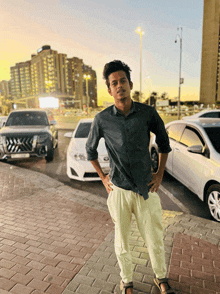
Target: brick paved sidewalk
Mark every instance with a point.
(44, 238)
(193, 263)
(52, 240)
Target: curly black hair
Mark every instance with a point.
(114, 66)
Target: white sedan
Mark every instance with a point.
(214, 113)
(78, 167)
(195, 158)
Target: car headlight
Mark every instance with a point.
(2, 140)
(42, 138)
(79, 156)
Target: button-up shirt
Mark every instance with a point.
(127, 142)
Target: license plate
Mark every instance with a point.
(24, 155)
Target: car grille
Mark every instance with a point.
(91, 175)
(19, 144)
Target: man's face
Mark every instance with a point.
(119, 88)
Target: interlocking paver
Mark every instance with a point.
(50, 236)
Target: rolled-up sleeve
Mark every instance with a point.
(93, 140)
(158, 128)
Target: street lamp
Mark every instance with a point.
(87, 77)
(180, 79)
(141, 33)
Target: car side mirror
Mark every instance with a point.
(196, 149)
(68, 135)
(53, 122)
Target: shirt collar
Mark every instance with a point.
(134, 108)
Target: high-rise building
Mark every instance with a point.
(21, 80)
(75, 76)
(92, 85)
(49, 72)
(5, 97)
(52, 73)
(210, 69)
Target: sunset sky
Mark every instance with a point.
(101, 31)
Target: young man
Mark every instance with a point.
(131, 186)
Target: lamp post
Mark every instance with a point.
(180, 79)
(87, 77)
(141, 33)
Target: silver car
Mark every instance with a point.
(214, 113)
(195, 158)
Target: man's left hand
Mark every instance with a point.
(155, 182)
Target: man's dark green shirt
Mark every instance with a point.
(127, 142)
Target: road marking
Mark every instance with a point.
(173, 198)
(59, 169)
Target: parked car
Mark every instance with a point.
(78, 167)
(2, 120)
(195, 158)
(214, 113)
(26, 134)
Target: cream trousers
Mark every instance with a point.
(148, 213)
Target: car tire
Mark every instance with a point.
(213, 201)
(50, 155)
(154, 160)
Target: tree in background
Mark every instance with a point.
(152, 99)
(136, 96)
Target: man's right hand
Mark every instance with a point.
(106, 182)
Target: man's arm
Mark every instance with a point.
(105, 178)
(158, 176)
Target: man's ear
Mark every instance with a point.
(109, 91)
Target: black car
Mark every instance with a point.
(26, 134)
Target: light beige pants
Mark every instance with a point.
(121, 204)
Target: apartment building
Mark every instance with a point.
(21, 85)
(92, 85)
(52, 73)
(75, 82)
(210, 68)
(49, 72)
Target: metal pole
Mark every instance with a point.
(141, 67)
(87, 94)
(180, 74)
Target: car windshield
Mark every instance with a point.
(27, 119)
(83, 130)
(214, 136)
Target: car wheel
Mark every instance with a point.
(50, 155)
(154, 160)
(213, 201)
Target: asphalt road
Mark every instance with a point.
(174, 196)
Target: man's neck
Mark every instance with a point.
(124, 106)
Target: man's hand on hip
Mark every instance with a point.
(106, 182)
(155, 182)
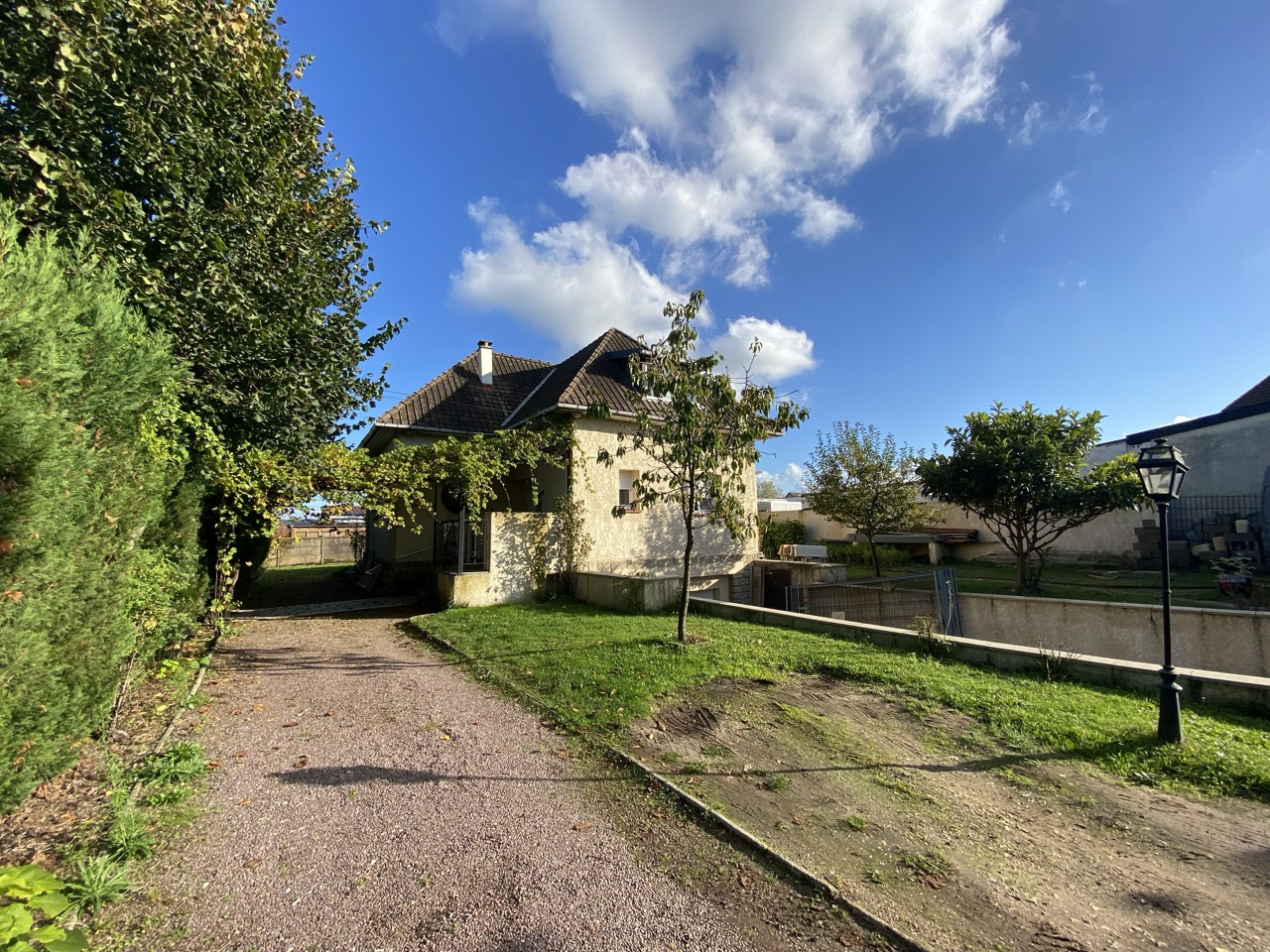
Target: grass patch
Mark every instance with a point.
(597, 670)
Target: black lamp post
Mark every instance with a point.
(1162, 471)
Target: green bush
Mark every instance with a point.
(857, 553)
(87, 472)
(772, 535)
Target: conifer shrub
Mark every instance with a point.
(90, 475)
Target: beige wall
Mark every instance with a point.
(635, 594)
(512, 535)
(649, 540)
(1211, 640)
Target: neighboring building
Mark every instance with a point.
(780, 506)
(489, 391)
(1228, 454)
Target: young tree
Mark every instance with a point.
(1024, 474)
(860, 477)
(698, 430)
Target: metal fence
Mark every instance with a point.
(472, 555)
(1188, 515)
(897, 602)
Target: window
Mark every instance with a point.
(626, 490)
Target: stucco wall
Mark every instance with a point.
(1237, 643)
(649, 540)
(509, 578)
(635, 594)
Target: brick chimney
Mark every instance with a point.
(485, 362)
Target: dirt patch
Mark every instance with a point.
(916, 817)
(368, 794)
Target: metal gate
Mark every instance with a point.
(896, 602)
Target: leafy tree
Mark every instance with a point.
(1024, 474)
(698, 430)
(169, 132)
(767, 489)
(860, 477)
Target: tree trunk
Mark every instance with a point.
(688, 574)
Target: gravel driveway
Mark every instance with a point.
(370, 796)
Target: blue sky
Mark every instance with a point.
(920, 206)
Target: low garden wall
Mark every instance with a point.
(1207, 639)
(1199, 685)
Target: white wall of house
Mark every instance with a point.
(1110, 536)
(651, 540)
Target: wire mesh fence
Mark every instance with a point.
(896, 602)
(1189, 516)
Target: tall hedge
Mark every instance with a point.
(87, 474)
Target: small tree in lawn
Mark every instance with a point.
(699, 433)
(860, 477)
(767, 488)
(1024, 474)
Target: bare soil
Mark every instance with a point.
(919, 820)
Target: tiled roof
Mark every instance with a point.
(599, 371)
(1254, 403)
(456, 402)
(524, 389)
(1260, 394)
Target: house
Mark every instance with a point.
(489, 563)
(1228, 454)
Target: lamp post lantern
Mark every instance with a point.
(1162, 470)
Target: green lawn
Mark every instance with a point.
(597, 669)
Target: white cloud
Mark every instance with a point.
(762, 107)
(1083, 113)
(1058, 197)
(785, 352)
(571, 282)
(789, 479)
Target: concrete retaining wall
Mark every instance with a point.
(1199, 685)
(1214, 640)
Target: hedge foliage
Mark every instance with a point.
(772, 535)
(95, 531)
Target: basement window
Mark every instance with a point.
(626, 500)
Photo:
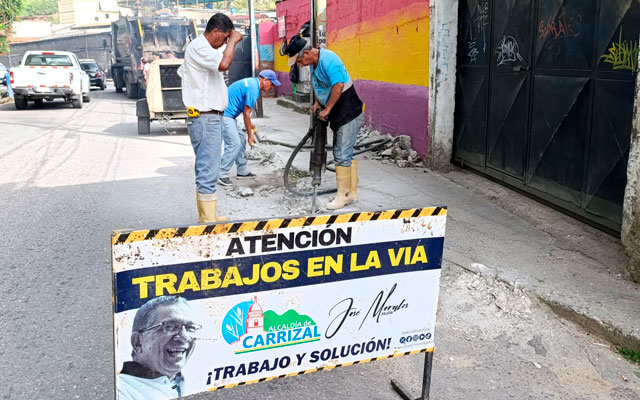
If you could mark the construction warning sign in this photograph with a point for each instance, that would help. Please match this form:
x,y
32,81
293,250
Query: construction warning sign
x,y
215,306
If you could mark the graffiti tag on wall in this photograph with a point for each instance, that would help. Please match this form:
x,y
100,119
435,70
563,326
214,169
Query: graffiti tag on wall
x,y
563,26
443,49
623,55
508,50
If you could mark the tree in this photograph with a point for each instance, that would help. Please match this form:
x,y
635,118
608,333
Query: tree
x,y
39,7
9,11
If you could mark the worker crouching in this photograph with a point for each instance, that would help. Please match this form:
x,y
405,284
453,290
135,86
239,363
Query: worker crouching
x,y
336,101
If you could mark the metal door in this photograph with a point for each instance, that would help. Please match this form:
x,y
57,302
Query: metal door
x,y
545,103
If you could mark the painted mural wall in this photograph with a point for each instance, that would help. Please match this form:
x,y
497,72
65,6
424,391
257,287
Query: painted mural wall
x,y
385,47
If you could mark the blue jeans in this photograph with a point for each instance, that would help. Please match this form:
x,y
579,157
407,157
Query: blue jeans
x,y
344,140
206,138
234,144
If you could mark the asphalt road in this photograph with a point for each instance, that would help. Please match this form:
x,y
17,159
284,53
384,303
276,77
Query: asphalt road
x,y
71,176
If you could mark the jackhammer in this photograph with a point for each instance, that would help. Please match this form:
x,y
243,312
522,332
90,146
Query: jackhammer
x,y
318,158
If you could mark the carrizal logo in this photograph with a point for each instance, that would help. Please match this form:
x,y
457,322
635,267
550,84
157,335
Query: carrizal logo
x,y
249,328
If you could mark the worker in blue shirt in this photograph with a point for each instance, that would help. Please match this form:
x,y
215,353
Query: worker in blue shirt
x,y
337,102
243,95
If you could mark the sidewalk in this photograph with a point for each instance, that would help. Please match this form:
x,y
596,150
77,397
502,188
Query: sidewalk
x,y
496,232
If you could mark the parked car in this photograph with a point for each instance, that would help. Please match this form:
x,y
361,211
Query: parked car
x,y
49,75
3,72
97,76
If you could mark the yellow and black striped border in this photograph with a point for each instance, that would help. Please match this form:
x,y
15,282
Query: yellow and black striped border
x,y
122,237
322,369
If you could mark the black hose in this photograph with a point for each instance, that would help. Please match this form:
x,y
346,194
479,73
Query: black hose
x,y
362,148
287,168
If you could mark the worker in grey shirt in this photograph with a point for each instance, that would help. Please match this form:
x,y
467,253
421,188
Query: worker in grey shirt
x,y
204,93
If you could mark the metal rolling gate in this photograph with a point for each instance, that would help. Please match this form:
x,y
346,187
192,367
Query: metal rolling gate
x,y
544,99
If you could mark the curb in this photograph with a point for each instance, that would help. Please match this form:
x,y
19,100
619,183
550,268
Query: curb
x,y
591,324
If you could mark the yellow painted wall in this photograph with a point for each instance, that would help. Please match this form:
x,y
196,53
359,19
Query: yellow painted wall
x,y
393,48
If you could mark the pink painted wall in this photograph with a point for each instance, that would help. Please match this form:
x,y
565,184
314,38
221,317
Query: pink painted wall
x,y
344,14
385,47
268,33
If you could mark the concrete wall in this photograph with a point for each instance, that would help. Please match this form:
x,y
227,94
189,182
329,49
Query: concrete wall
x,y
88,12
630,233
442,93
85,46
385,47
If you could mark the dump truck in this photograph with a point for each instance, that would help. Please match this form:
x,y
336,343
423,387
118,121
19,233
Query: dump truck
x,y
137,37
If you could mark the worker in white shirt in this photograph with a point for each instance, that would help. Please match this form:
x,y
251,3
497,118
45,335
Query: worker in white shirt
x,y
204,93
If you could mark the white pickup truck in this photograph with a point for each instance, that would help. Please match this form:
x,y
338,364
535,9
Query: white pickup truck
x,y
49,75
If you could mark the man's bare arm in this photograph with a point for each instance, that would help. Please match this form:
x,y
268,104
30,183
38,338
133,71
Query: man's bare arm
x,y
227,55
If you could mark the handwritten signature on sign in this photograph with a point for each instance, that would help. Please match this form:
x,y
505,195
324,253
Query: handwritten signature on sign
x,y
508,50
623,55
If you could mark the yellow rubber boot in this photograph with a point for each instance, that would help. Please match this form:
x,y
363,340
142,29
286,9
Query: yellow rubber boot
x,y
354,181
207,208
343,180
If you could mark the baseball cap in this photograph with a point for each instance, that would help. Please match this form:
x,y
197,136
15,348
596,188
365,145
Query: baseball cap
x,y
296,48
269,74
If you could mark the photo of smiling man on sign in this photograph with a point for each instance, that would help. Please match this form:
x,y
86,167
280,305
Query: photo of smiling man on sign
x,y
163,338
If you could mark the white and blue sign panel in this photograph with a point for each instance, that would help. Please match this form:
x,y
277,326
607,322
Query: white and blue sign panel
x,y
236,303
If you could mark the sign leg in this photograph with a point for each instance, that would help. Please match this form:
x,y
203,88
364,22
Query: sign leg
x,y
426,381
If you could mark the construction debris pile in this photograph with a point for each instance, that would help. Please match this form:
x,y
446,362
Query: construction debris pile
x,y
397,151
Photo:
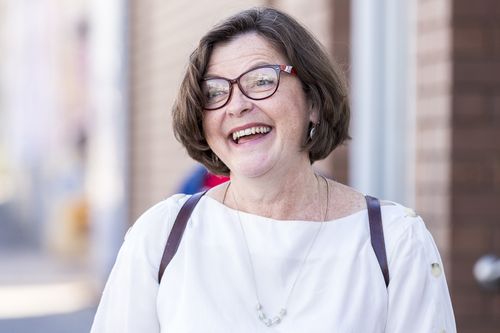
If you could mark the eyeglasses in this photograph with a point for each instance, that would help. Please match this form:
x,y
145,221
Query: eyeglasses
x,y
257,83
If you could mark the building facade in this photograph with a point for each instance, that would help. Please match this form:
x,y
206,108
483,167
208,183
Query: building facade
x,y
449,96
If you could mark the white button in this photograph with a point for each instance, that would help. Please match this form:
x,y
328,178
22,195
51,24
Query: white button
x,y
436,269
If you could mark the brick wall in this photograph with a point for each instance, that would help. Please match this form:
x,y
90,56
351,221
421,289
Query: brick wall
x,y
475,158
433,119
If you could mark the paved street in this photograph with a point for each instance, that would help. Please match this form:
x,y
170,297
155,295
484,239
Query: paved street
x,y
75,322
43,294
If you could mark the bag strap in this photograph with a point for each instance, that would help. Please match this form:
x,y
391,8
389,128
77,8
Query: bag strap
x,y
374,217
377,235
174,239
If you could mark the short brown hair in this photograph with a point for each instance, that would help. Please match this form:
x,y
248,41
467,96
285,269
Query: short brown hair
x,y
322,81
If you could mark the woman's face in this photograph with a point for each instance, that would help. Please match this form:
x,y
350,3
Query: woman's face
x,y
284,116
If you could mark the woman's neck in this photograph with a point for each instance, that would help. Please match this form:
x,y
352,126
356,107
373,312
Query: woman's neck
x,y
292,195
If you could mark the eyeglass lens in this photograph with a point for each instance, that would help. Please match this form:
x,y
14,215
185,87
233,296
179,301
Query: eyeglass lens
x,y
256,84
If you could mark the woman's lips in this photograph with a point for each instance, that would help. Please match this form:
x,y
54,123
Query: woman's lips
x,y
249,133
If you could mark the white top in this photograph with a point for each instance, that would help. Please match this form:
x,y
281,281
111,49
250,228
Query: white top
x,y
208,285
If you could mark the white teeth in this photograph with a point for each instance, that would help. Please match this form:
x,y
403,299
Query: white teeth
x,y
249,131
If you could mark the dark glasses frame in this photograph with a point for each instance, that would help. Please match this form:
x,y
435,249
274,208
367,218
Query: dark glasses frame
x,y
278,68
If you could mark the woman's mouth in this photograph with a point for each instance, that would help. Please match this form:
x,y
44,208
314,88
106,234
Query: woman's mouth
x,y
250,133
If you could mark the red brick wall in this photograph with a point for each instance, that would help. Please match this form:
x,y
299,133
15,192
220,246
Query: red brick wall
x,y
475,158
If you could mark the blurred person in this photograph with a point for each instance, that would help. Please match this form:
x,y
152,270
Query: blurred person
x,y
200,179
278,248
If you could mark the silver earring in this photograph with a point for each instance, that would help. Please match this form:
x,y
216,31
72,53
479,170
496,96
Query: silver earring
x,y
312,131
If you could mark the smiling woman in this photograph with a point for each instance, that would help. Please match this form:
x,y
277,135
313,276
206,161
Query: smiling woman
x,y
278,247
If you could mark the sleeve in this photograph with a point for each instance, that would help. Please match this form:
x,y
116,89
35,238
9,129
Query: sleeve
x,y
419,300
128,303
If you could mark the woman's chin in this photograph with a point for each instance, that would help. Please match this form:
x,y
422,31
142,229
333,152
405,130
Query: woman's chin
x,y
251,169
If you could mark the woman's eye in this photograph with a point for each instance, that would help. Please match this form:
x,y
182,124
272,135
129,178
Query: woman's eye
x,y
263,82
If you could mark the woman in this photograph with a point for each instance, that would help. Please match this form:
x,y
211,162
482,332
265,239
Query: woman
x,y
278,248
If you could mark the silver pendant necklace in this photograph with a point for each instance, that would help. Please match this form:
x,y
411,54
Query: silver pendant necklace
x,y
275,320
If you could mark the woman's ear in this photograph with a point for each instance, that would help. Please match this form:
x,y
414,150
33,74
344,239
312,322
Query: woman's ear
x,y
313,113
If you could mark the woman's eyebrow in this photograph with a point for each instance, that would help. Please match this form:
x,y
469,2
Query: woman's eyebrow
x,y
254,65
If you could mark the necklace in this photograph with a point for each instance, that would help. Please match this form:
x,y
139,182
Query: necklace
x,y
268,321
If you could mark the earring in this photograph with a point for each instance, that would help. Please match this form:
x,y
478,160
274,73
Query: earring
x,y
312,131
215,158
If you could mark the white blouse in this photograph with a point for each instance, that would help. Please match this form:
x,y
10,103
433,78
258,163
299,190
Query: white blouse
x,y
208,286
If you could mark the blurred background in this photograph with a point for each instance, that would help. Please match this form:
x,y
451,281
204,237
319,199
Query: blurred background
x,y
86,143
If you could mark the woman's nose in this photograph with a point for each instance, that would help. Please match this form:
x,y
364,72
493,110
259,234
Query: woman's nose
x,y
238,103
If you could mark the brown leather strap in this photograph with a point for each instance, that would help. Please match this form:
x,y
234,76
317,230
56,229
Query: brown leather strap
x,y
377,235
174,239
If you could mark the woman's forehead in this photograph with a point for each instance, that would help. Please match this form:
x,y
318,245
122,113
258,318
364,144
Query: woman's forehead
x,y
233,57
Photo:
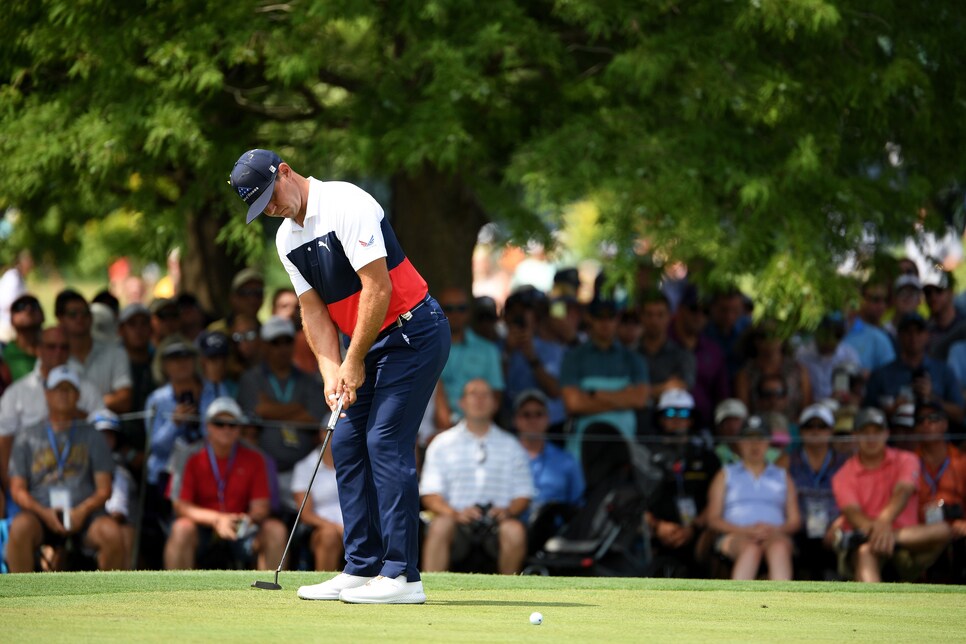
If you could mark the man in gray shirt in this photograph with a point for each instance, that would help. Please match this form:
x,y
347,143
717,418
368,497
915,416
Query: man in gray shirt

□ □ □

▸ **Directions for this task**
Copy every line from the entries that contains the word "beige".

▸ **The completed task**
Target: light beige pants
Target: beige wall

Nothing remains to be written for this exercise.